## [WHAT THE TASK REQUIRES]
Set down every record once more, exactly as given.

## [TASK INPUT]
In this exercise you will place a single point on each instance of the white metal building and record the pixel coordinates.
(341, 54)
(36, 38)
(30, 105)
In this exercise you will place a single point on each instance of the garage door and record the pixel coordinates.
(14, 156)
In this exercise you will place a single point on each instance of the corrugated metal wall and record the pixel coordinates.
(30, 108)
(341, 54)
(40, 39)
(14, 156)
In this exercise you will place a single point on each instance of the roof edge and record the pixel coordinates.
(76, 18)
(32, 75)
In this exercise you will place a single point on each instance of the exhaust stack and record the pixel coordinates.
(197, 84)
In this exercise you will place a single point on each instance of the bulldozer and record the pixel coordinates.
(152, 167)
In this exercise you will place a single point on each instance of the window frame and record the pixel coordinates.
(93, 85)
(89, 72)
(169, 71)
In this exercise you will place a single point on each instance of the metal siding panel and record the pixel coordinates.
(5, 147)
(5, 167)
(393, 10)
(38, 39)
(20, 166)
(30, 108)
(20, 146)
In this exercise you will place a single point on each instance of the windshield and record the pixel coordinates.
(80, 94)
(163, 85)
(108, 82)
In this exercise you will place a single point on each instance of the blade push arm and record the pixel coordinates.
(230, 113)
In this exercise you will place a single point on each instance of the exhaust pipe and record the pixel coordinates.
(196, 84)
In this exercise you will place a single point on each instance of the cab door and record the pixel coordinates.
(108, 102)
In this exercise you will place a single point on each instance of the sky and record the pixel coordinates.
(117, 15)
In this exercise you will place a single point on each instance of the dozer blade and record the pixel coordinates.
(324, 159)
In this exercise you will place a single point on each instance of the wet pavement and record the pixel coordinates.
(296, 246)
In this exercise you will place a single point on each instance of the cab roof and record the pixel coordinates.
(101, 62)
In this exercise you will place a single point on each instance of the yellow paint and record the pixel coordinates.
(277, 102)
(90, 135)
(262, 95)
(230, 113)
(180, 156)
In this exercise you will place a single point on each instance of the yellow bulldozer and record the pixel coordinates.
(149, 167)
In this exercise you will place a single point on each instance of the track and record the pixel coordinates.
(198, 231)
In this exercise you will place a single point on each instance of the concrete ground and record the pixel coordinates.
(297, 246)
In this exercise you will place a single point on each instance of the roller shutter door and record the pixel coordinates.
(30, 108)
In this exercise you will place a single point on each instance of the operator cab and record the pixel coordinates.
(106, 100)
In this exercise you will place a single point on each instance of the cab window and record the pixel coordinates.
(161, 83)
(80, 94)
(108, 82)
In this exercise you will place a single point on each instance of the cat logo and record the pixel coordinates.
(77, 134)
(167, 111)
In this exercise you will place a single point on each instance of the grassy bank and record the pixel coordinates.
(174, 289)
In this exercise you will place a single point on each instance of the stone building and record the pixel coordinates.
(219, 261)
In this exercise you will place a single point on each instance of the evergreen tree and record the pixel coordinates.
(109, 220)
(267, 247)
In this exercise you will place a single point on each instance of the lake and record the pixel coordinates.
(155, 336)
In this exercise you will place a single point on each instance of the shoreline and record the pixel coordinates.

## [FINISHED EXERCISE]
In this exercise you will place a single point on each instance of the white metal building and record the pixel coordinates.
(341, 54)
(36, 38)
(30, 105)
In this exercise you will place a single point on each instance of the garage door and record the pixel coordinates.
(14, 156)
In this exercise you will place a single point on each instance of the corrugated metal wall and record the pixel coordinates.
(30, 108)
(341, 54)
(40, 39)
(14, 156)
In this exercise you will place a single point on each instance of the roof edge and record the pixel coordinates.
(76, 18)
(32, 75)
In this exercise you will place a single point on each instance of the exhaust stack and record the pixel coordinates.
(197, 84)
In this exercise you will place a single point on each instance of the bulldozer and record the pixel coordinates.
(152, 167)
In this exercise you will place a single point on each instance of the window frame and record the pixel coordinates.
(93, 85)
(89, 72)
(169, 71)
In this exercise you will place a single point on each instance of the metal siding panel and record the pixel coordinates.
(5, 147)
(5, 167)
(393, 10)
(38, 39)
(20, 166)
(30, 108)
(20, 146)
In this exercise you will place a single point on each instance of the windshield and record the pixel coordinates.
(80, 94)
(163, 85)
(108, 82)
In this exercise you will place a single point on each instance of the blade push arm and record the pixel coordinates.
(230, 113)
In this exercise you will place a single point on each instance of the exhaust pipe and record the pixel coordinates.
(196, 84)
In this exercise you will place a single point on each instance of the cab door and record the pixel coordinates.
(108, 102)
In this exercise you will place a single point on each instance of the sky and record the pixel coordinates.
(117, 15)
In this exercise you will place a single point on each instance of the dozer blade and record the pixel coordinates.
(324, 159)
In this exercise you will place a single point on each instance of the wet pavement and record the pixel coordinates.
(296, 246)
In this exercise you will place a single point on each instance of the cab roof and record the pixel coordinates.
(101, 62)
In this exercise you will place a single point on each instance of the yellow paint and record the pixel coordinates.
(277, 102)
(90, 135)
(262, 95)
(230, 113)
(180, 156)
In this exercise you will place a single point on each instance of the yellow bulldozer and record the pixel coordinates.
(149, 167)
In this exercise you will place a single point on each instance of the track and record the pixel coordinates.
(198, 231)
In this exercise you will place a single point on each instance of the concrete ground and record the pixel coordinates.
(297, 246)
In this exercise you will place a single point on each instance of the roller shutter door and record the pixel coordinates.
(30, 108)
In this exercise you will place a single point on each instance of the operator cab and record the pixel coordinates.
(106, 100)
In this exercise you will place a single point on each instance of the cab window and record the pixel coordinates.
(161, 83)
(80, 94)
(108, 82)
In this exercise you will place a single point on each instance of the cat logo and record the pixel coordinates.
(77, 134)
(167, 111)
In this exercise you will place a single point on each instance of the grassy bank and record the pixel coordinates.
(174, 289)
In this exercise you will place a single point on each instance of the stone building and record the pixel coordinates.
(219, 261)
In this exercise you will place a single point on each instance of the evergreen tree and record the pixel coordinates.
(109, 220)
(267, 247)
In this exercise you will place a single point on each instance of the lake and record the pixel coordinates.
(155, 336)
In this exercise you will place a single point on each instance of the shoreline and record the pixel coordinates.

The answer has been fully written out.